• [Jobs]
#1 Write out the part of the text on the Semantic Web navigation demo that opens with the words containing "Our processes collect" and closes with "from this site.".
#2 In the text on the Semantic Web navigation demo, which Web site addresses are given?
#3 According to the text on the Semantic Web navigation demo, what kind of software collects the keywords and phrases?

Many institutions are struggling to solve problems with
their official Web sites, which represent a daunting maintenance task because
the contents constantly change. Editors
can't exert sufficient control because the sites that they manage often point
to external sites that have the same problems.
One unfortunate effect is that an institution's major presence on the
Web is often notoriously difficult to navigate, despite the fact that
cross-linked sites maintained by official Webmasters have collections of
documents on related subjects. If the
user is lost in a tangle of obsolete pages and links, so is an opportunity to
take advantage of the original human effort that was invested in imposing order
on a small corner of cyberspace.
We believe that part of this problem can be solved by adding
subject-rich metadata to Web pages. Ideally, automated or semi-automated tools
would perform this task whenever a Web page is created or modified, fulfilling
one of the visions of the Semantic Web.
Right now, we can only simulate this vision by manipulating the pages as
if the authors could comply with the evolving Semantic Web metadata
standards. To illustrate, the demo
accessible from this page uses real-world data from OCLC's official site,
www.oclc.org, which has many links to the
Dublin Core site, dublincore.org,
as well as to the World Wide Web Consortium's site,
www.w3.org.
Our processes collect keywords and phrases
using natural-language processing software that operates on HTML pages and
organizes them into a topic map that resembles a thesaurus. The result is
visible to the user in a browsing tool that appears to sit on top of all three
sites and offers some new strategies for subject navigation that are not
available in the original sites.
Our demo is built from Open Source software and can be
downloaded from this site.
The software
that we have written harvests Web pages, extracts subject-oriented keywords and
phrases, populates a mySQL database containing RDF triples, and organizes the
concepts into a topic map.
The results
are made available to the user through an interface rendered by XSL and XML
stylesheets.
The processes can be
integrated to create an environment for implementing and improving tools for
subject-oriented browsing of Web collections.

• [Material]
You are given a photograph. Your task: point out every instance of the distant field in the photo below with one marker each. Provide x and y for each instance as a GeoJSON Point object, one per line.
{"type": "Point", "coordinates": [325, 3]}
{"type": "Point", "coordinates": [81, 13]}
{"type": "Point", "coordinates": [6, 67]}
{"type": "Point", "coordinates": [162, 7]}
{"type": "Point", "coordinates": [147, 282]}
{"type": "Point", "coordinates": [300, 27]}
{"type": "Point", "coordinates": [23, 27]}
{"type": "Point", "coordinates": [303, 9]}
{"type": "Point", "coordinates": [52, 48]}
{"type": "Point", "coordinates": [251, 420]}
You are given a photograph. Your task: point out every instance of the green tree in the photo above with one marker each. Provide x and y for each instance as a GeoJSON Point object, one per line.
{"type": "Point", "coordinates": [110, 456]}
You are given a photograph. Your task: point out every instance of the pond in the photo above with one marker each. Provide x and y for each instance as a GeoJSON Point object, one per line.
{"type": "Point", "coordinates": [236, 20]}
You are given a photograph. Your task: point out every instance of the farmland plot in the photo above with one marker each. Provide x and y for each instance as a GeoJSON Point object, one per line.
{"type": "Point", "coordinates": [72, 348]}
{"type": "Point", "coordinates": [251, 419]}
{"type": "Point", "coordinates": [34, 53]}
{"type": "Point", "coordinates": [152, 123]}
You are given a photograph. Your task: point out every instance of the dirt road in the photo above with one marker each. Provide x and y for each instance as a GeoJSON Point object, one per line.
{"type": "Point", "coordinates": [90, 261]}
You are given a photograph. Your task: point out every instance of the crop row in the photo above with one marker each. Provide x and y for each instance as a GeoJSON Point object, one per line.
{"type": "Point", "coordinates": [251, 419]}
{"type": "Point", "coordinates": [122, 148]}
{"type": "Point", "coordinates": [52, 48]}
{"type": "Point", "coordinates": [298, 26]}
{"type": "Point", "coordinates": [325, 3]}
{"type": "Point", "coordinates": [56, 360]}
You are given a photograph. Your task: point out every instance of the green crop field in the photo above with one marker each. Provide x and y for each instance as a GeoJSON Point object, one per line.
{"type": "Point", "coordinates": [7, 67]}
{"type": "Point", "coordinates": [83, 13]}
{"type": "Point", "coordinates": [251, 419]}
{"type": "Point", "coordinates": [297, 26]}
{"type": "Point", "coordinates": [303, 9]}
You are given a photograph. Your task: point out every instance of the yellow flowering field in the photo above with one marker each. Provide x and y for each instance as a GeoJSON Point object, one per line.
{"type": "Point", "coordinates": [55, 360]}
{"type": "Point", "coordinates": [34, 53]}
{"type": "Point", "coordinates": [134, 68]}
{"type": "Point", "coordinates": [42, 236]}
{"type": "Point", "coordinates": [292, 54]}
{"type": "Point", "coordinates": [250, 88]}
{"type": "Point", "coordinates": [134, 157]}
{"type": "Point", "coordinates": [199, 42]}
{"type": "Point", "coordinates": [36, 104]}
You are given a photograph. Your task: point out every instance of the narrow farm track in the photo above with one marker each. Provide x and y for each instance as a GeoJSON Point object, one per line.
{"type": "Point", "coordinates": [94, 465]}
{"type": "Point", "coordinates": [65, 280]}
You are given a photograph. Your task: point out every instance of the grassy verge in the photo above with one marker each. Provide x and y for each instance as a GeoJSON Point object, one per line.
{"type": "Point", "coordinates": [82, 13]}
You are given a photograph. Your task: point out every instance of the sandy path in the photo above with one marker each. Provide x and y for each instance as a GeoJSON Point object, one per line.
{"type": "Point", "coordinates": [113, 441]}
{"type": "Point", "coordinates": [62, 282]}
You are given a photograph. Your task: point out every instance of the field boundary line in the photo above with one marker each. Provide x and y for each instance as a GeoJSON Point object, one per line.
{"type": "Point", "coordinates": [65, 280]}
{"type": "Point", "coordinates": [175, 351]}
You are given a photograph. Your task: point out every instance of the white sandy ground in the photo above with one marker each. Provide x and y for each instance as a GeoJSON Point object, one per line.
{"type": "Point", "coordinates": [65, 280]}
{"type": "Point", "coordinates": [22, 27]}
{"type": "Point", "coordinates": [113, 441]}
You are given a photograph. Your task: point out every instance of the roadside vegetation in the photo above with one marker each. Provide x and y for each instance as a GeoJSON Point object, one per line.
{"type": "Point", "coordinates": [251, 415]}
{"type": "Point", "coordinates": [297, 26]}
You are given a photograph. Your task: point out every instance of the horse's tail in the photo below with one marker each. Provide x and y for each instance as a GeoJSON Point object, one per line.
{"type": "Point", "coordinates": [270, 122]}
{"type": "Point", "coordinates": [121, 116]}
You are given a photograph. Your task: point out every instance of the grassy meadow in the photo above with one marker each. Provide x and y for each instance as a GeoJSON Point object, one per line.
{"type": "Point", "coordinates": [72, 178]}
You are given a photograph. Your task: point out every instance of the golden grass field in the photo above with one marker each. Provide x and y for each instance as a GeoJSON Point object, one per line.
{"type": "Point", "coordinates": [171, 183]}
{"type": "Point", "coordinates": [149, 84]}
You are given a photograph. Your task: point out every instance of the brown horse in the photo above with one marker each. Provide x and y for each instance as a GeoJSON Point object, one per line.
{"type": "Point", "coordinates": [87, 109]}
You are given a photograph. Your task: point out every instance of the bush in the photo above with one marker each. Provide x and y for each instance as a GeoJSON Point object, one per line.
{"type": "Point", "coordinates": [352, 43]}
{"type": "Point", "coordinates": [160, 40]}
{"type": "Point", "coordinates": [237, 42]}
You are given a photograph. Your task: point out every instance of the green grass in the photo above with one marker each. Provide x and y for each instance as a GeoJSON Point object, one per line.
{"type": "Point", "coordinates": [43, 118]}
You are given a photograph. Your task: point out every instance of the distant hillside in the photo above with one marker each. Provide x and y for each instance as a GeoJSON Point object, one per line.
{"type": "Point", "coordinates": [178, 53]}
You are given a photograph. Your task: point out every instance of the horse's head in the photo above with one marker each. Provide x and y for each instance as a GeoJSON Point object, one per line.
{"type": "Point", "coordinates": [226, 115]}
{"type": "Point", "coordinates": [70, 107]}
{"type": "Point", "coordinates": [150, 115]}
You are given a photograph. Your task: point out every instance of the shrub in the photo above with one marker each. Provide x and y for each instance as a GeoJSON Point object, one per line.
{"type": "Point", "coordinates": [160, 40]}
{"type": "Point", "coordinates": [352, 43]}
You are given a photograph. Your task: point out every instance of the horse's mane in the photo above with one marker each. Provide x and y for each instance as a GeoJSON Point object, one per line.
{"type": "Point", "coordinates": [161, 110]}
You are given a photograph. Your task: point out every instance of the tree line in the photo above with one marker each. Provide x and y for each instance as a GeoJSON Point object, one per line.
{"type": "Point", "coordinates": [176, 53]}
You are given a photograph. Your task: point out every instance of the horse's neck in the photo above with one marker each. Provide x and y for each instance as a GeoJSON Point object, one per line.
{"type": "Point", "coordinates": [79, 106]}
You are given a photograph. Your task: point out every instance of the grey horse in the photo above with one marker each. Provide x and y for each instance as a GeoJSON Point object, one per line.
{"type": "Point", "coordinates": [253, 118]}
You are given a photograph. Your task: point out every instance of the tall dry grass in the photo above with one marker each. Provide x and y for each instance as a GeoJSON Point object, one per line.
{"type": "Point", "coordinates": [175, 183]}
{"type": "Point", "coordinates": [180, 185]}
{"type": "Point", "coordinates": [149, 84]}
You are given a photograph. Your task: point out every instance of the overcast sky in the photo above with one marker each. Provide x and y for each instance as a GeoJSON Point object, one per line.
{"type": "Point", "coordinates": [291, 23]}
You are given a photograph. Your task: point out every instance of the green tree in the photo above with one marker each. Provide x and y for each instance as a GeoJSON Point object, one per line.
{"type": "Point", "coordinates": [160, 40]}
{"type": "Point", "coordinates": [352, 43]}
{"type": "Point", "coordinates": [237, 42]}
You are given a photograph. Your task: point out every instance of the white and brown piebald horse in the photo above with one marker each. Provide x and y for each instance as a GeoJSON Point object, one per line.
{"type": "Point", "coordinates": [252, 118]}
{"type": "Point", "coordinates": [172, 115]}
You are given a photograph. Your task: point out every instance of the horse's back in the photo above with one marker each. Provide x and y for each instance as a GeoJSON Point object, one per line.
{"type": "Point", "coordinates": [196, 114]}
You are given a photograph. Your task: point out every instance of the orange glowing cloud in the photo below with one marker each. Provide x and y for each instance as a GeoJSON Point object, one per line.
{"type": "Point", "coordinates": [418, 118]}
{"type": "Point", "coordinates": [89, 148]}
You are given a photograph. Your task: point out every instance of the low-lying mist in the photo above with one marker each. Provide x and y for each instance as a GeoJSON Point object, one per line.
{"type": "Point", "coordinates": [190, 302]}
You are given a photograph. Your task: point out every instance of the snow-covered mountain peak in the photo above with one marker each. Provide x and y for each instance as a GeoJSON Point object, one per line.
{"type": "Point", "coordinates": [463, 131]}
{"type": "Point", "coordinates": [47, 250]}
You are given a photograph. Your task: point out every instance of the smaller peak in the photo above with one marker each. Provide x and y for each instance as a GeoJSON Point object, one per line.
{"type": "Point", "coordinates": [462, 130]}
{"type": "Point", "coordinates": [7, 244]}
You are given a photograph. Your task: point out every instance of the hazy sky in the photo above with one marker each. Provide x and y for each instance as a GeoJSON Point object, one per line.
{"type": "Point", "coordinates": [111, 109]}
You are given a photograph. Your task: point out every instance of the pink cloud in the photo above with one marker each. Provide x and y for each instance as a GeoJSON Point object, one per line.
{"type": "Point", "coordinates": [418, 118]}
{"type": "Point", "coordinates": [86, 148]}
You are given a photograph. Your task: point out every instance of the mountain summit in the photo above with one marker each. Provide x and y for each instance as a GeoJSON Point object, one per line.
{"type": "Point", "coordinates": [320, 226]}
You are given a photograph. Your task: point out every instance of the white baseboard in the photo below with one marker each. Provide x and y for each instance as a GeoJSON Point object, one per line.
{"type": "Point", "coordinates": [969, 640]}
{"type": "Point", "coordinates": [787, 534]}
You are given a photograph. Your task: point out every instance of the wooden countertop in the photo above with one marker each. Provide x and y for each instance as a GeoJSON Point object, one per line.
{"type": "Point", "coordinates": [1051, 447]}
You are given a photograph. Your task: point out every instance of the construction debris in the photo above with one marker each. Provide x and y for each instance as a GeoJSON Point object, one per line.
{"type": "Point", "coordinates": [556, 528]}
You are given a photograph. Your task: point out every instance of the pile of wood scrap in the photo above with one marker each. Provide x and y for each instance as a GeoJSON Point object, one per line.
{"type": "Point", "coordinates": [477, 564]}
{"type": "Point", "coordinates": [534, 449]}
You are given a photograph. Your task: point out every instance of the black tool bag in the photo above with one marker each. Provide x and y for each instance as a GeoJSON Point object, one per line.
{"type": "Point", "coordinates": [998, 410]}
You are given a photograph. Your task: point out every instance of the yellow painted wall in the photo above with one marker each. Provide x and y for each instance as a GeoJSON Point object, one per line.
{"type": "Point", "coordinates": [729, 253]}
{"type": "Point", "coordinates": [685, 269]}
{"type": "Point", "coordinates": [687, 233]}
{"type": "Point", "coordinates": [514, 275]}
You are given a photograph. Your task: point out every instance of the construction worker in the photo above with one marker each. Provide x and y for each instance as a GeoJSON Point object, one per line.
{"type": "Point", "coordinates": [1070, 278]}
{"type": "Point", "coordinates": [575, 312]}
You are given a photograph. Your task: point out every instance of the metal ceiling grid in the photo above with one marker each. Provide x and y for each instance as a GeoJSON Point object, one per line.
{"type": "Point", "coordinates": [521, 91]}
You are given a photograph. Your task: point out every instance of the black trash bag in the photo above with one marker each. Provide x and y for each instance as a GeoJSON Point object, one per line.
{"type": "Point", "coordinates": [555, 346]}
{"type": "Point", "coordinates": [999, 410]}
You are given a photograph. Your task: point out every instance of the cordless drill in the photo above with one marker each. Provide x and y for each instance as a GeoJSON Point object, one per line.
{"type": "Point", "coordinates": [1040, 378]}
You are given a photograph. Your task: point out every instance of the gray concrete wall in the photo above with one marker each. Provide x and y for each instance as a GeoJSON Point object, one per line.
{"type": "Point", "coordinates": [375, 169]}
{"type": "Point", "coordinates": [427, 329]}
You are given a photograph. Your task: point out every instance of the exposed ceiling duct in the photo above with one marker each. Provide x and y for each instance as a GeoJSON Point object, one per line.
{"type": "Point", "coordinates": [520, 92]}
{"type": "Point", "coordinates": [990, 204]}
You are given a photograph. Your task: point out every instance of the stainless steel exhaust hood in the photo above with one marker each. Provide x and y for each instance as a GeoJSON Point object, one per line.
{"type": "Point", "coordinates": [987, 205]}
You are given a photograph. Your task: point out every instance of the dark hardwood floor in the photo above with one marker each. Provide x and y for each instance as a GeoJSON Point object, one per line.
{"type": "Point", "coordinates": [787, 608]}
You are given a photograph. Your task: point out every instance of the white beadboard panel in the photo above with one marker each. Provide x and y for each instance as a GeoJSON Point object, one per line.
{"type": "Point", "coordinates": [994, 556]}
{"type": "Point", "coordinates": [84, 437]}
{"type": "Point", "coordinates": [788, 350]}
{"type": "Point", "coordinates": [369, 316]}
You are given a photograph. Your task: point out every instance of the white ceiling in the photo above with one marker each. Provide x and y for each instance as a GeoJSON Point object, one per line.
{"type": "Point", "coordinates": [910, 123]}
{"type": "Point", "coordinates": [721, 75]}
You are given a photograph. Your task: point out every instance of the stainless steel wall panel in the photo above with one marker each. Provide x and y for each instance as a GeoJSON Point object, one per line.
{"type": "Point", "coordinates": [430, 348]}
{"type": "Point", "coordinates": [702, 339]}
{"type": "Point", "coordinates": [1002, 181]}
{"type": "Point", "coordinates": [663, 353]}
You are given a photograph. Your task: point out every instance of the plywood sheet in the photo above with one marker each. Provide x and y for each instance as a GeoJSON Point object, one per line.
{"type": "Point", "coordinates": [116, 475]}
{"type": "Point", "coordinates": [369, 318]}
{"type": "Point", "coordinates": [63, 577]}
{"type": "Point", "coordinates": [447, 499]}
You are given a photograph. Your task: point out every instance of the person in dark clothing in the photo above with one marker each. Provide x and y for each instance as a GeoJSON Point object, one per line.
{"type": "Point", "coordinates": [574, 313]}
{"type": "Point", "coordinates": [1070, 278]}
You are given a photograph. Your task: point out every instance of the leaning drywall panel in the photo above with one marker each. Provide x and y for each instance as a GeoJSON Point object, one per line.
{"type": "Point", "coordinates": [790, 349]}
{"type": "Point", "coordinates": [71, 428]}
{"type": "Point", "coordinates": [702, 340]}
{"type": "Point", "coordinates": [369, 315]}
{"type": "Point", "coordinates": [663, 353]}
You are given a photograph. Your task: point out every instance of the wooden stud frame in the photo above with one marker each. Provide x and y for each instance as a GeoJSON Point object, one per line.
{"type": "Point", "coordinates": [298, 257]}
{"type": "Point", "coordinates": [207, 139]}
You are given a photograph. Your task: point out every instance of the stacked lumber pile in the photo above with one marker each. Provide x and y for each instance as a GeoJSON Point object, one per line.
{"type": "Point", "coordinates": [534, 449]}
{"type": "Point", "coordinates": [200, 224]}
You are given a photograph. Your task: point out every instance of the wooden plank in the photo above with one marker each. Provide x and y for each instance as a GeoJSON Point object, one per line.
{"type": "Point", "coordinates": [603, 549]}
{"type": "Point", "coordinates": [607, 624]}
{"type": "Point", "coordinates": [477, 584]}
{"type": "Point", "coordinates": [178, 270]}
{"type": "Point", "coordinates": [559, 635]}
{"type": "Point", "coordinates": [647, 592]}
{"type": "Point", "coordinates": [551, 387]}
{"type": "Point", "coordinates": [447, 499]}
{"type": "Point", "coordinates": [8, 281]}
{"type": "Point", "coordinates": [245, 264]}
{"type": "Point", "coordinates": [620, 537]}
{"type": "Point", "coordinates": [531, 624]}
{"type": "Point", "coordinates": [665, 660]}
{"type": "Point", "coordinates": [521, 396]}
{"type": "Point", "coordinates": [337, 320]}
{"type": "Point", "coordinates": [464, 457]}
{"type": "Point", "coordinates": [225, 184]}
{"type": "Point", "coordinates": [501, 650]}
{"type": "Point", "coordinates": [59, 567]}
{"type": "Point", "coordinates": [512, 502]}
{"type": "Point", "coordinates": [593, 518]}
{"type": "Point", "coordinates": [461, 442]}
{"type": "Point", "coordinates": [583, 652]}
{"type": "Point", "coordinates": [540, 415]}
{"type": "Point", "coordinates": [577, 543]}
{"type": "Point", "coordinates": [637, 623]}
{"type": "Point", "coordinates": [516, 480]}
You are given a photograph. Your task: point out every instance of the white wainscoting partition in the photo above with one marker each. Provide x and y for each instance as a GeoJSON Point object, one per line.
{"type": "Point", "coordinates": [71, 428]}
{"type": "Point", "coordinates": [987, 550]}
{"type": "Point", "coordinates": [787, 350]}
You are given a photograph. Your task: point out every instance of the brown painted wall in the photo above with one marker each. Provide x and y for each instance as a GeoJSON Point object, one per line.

• [Correct answers]
#1
Our processes collect keywords and phrases
using natural-language processing software that operates on HTML pages and
organizes them into a topic map that resembles a thesaurus. The result is
visible to the user in a browsing tool that appears to sit on top of all three
sites and offers some new strategies for subject navigation that are not
available in the original sites.
Our demo is built from Open Source software and can be
downloaded from this site.

#2
www.oclc.org
dublincore.org
www.w3.org

#3 Natural-language processing software that operates on HTML pages.